-- Start of RECORD SET --
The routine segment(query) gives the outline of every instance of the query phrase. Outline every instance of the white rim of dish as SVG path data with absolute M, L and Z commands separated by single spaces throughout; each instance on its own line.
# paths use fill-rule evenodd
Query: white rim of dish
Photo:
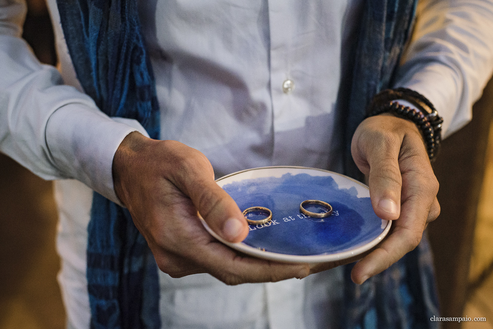
M 368 186 L 364 184 L 361 183 L 356 180 L 353 179 L 351 177 L 348 177 L 343 175 L 338 174 L 337 173 L 335 173 L 334 172 L 329 171 L 328 170 L 324 170 L 323 169 L 319 169 L 317 168 L 309 168 L 308 167 L 298 167 L 296 166 L 273 166 L 271 167 L 260 167 L 259 168 L 251 168 L 250 169 L 246 169 L 245 170 L 242 170 L 240 171 L 238 171 L 235 173 L 233 173 L 230 174 L 229 175 L 227 175 L 223 176 L 219 179 L 216 180 L 216 182 L 219 182 L 223 179 L 230 177 L 233 175 L 236 175 L 238 174 L 242 173 L 244 173 L 248 171 L 251 171 L 254 170 L 259 170 L 262 169 L 276 169 L 276 168 L 284 168 L 284 169 L 303 169 L 303 170 L 308 170 L 313 171 L 318 171 L 324 172 L 325 173 L 328 173 L 332 175 L 337 175 L 338 176 L 343 177 L 346 179 L 350 180 L 353 182 L 360 185 L 365 188 L 368 188 Z M 200 218 L 202 222 L 202 224 L 204 225 L 206 229 L 207 230 L 211 235 L 213 236 L 214 238 L 218 240 L 219 241 L 224 243 L 225 245 L 230 247 L 231 248 L 238 250 L 238 251 L 241 251 L 242 253 L 244 253 L 247 255 L 249 255 L 251 256 L 254 256 L 258 258 L 261 258 L 265 259 L 270 259 L 271 260 L 277 260 L 279 261 L 283 261 L 286 262 L 291 262 L 291 263 L 321 263 L 329 261 L 335 261 L 336 260 L 340 260 L 341 259 L 345 259 L 354 256 L 357 256 L 359 255 L 364 253 L 365 252 L 368 251 L 370 249 L 378 244 L 385 236 L 388 233 L 388 231 L 390 229 L 390 226 L 392 224 L 391 220 L 384 220 L 382 219 L 383 221 L 387 221 L 387 224 L 384 229 L 383 231 L 380 233 L 376 238 L 370 241 L 368 243 L 363 245 L 362 246 L 360 246 L 357 248 L 351 250 L 348 250 L 345 252 L 342 252 L 341 253 L 336 253 L 335 254 L 329 254 L 326 255 L 310 255 L 310 256 L 300 256 L 300 255 L 286 255 L 285 254 L 279 254 L 278 253 L 273 253 L 272 252 L 263 251 L 262 250 L 260 250 L 259 249 L 251 247 L 248 245 L 244 243 L 243 242 L 238 242 L 236 243 L 233 243 L 231 242 L 229 242 L 224 240 L 222 238 L 219 236 L 215 232 L 212 230 L 211 227 L 207 224 L 202 218 L 199 215 L 199 217 Z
-- End of RECORD SET --
* **TASK PROMPT**
Copy the records above line for line, leaving out the picture.

* **RESULT FOR THIS TASK**
The routine segment(query) gives the outline of every instance of the query phrase. Outline every instance of the white rim of dish as SVG path data with absolute M, L and Z commands separated by single spaces throughout; each instance on its own line.
# paths use fill-rule evenodd
Query: white rim of dish
Photo:
M 368 186 L 364 184 L 361 183 L 356 180 L 353 179 L 351 177 L 348 177 L 343 175 L 338 174 L 337 173 L 335 173 L 334 172 L 329 171 L 328 170 L 324 170 L 323 169 L 319 169 L 317 168 L 309 168 L 308 167 L 298 167 L 296 166 L 273 166 L 271 167 L 260 167 L 259 168 L 251 168 L 250 169 L 246 169 L 245 170 L 242 170 L 240 171 L 238 171 L 235 173 L 233 173 L 230 174 L 229 175 L 227 175 L 223 176 L 219 179 L 216 180 L 216 182 L 219 182 L 223 179 L 230 177 L 233 175 L 236 175 L 238 174 L 242 173 L 244 173 L 248 171 L 251 171 L 254 170 L 259 170 L 262 169 L 276 169 L 276 168 L 284 168 L 284 169 L 303 169 L 303 170 L 308 170 L 313 171 L 318 171 L 324 172 L 325 173 L 328 173 L 332 175 L 337 175 L 338 176 L 343 177 L 346 179 L 350 180 L 353 182 L 360 185 L 365 188 L 368 188 Z M 200 218 L 202 222 L 202 224 L 204 225 L 206 229 L 207 230 L 211 235 L 213 236 L 214 238 L 218 240 L 219 241 L 224 243 L 225 245 L 230 247 L 231 248 L 238 250 L 238 251 L 241 251 L 242 253 L 244 253 L 247 255 L 249 255 L 251 256 L 254 256 L 258 258 L 261 258 L 265 259 L 270 259 L 271 260 L 277 260 L 279 261 L 283 261 L 286 262 L 291 262 L 291 263 L 321 263 L 329 261 L 335 261 L 336 260 L 340 260 L 341 259 L 345 259 L 354 256 L 357 256 L 359 255 L 364 253 L 365 252 L 368 251 L 370 249 L 378 244 L 385 236 L 388 233 L 388 231 L 390 229 L 390 226 L 392 224 L 391 220 L 384 220 L 382 219 L 383 221 L 387 221 L 387 224 L 384 229 L 383 231 L 380 233 L 376 238 L 370 241 L 368 243 L 363 245 L 362 246 L 360 246 L 357 248 L 351 250 L 348 250 L 345 252 L 342 252 L 341 253 L 336 253 L 335 254 L 329 254 L 326 255 L 310 255 L 310 256 L 300 256 L 300 255 L 286 255 L 285 254 L 279 254 L 278 253 L 273 253 L 272 252 L 263 251 L 262 250 L 260 250 L 259 249 L 251 247 L 248 245 L 244 243 L 243 242 L 238 242 L 236 243 L 233 243 L 231 242 L 229 242 L 224 240 L 222 238 L 219 236 L 215 232 L 212 230 L 211 227 L 207 224 L 202 218 L 199 215 L 199 217 Z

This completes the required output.